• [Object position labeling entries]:
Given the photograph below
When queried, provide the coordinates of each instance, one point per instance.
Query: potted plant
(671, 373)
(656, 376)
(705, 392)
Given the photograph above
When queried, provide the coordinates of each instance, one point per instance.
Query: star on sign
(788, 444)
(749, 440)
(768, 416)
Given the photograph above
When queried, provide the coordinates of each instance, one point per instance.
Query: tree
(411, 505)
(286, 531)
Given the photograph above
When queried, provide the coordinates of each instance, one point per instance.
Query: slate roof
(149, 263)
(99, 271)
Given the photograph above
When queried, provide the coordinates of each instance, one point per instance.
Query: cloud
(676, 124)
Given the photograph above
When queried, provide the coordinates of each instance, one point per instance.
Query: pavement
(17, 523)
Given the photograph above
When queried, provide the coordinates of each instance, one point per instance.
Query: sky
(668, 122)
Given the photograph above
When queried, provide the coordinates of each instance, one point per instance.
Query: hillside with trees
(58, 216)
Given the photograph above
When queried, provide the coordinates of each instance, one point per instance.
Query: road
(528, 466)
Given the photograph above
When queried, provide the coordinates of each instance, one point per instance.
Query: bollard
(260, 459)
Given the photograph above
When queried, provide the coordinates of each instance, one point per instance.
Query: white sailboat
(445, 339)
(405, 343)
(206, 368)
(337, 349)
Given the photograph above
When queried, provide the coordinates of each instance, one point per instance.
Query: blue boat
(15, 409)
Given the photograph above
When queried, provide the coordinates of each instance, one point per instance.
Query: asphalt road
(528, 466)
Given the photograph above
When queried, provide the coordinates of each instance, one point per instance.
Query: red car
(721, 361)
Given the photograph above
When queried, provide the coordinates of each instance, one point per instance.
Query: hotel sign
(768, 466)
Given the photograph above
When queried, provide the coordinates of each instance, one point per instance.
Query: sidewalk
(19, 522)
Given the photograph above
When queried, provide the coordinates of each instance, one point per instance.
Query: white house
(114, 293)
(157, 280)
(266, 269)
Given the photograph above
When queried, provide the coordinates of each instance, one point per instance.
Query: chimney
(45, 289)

• [What you should do]:
Extract the complete set of records unchanged.

• [Task answer]:
Given the photograph below
When queried, provide the coordinates of each instance, one point per instance.
Query: potted plant
(671, 373)
(656, 376)
(705, 392)
Given the photograph above
When queried, provide the coordinates of each instance, one point per instance.
Query: star on sign
(788, 444)
(749, 440)
(768, 416)
Given the photograph above
When queried, provide the coordinates of each instance, one point per instance.
Query: tree
(411, 505)
(286, 531)
Given the photograph above
When queried, provide the coordinates of each instance, one point per instance.
Query: slate roof
(149, 263)
(99, 271)
Given the photograph above
When queried, provide the coordinates of each instance, one point per instance.
Query: cloud
(676, 124)
Given the photograph above
When queried, provide the coordinates of each instance, one point per instance.
Query: pavement
(17, 523)
Given the photograph above
When queried, provide the coordinates of each instance, one point per instance.
Query: sky
(668, 122)
Given the photograph above
When queried, provide the coordinates of each instance, one point per instance.
Query: hillside with trees
(58, 216)
Given the photograph above
When queried, provide the coordinates of each instance, one point per instance.
Query: road
(528, 466)
Given the photograph above
When queried, provide the coordinates of each instance, one point per instance.
Query: bollard
(260, 459)
Given the photograph above
When queried, provide the coordinates of each instance, one point per instance.
Query: white sailboat
(445, 339)
(405, 343)
(206, 368)
(337, 349)
Given the photograph above
When queried, provide the coordinates of each instance, one point per instance.
Query: blue boat
(15, 409)
Given the photograph above
When queried, provide the coordinates of each instance, one point per instance.
Query: asphalt road
(528, 466)
Given the photograph above
When queried, provide the coordinates of each instance, one point per instance.
Query: red car
(721, 361)
Given the photograph above
When queried, provide the coordinates of each instance, one point per instance.
Query: hotel sign
(768, 466)
Given the photograph above
When queried, provide the coordinates of each instance, one point per instance.
Query: sidewalk
(19, 522)
Given the photograph above
When queried, provide the coordinates of each instance, one point per instance.
Query: white house
(114, 293)
(157, 280)
(266, 269)
Given the photograph above
When queried, provide the coordinates of each instance, one point per instance.
Query: chimney
(45, 289)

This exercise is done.